Passage fourni:
------

Il ne me reste plus alors qu’à écouter, et à accepter… Ecouter mon corps qui me dit de ralentir. Accepter de ne pas être « performante », pour une fois, mais faible et vulnérable.
J’avais pourtant bien compris la leçon, il y a 8 ans, lors de mes premiers pas vers Compostelle… A l’époque aussi, les médecins s’étaient montrés plus que sceptiques face à mon projet de marche au long cours. J’ai accepté ma faiblesse et ai parcouru le chemin à allure d’escargot… avec en cadeau une vraie profondeur et une grande richesse en rencontres et en enseignements.

------

Tâches à réaliser:
1 > Indiquez, s'il vous plaît, si chacune des affirmations suivantes concorde avec le passage fourni, en répondant par oui ou non et en citant les mots décisifs du passage.
(a) Les médecins avaient encouragé le projet de marche au long cours.
(b) Les premiers pas vers Compostelle datent de 8 ans.
(c) Le chemin a été parcouru d'un pas rapide.
2 > Répondez brièvement à ces questions sur le passage fourni.
(a) Que dit le corps de faire ?
(b) À quelle allure le chemin a-t-il été parcouru ?
(c) Qu'est-ce que ce chemin a apporté en cadeau ?

------

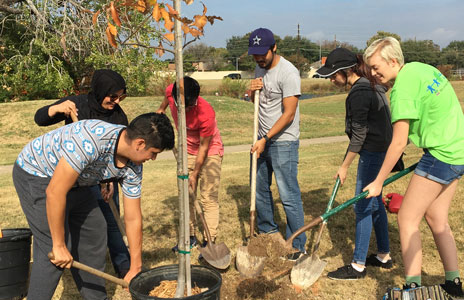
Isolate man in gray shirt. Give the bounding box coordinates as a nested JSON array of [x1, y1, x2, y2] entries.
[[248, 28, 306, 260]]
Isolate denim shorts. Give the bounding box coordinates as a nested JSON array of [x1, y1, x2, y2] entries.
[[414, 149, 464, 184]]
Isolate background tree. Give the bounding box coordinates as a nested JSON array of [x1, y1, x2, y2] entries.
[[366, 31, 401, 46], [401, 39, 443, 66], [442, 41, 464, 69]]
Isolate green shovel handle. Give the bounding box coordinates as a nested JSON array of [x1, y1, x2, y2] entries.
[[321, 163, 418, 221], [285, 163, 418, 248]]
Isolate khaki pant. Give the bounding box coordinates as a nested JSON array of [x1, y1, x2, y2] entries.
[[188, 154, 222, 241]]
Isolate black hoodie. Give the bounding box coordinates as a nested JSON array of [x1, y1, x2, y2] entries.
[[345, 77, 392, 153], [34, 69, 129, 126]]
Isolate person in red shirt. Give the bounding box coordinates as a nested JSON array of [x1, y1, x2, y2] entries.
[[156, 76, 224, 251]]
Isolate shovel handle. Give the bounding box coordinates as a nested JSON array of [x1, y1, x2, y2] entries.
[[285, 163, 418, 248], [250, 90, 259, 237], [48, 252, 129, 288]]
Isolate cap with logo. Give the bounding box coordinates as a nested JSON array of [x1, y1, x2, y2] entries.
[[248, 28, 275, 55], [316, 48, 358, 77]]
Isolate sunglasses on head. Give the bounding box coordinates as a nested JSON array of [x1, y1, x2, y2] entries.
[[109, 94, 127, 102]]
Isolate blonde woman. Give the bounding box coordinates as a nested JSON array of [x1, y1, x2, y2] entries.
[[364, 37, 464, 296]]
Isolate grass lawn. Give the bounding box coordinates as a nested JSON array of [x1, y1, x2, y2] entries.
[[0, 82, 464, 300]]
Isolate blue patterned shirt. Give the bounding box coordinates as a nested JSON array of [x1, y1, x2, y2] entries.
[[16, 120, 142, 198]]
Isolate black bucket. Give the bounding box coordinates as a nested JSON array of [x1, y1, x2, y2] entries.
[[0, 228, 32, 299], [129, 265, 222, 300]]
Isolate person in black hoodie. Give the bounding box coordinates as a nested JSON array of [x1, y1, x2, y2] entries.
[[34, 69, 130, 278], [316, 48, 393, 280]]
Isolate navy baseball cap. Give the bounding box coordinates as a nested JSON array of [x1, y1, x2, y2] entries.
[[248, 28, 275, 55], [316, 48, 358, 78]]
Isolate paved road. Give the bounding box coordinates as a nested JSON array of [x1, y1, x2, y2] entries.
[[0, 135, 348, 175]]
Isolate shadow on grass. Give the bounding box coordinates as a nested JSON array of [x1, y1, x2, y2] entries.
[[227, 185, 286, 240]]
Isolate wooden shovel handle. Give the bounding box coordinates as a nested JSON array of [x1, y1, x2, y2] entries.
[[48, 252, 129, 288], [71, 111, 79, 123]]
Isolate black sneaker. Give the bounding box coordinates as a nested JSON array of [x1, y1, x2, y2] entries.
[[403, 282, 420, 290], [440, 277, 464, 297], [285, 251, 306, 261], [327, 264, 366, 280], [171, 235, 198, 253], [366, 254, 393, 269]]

------

Solutions ordonnées:
1 >
(a) Non : « les médecins s’étaient montrés plus que sceptiques face à mon projet de marche au long cours »
(b) Oui : « il y a 8 ans, lors de mes premiers pas vers Compostelle »
(c) Non : « ai parcouru le chemin à allure d’escargot »

2 >
(a) De ralentir.
(b) À allure d’escargot.
(c) Une vraie profondeur et une grande richesse en rencontres et en enseignements.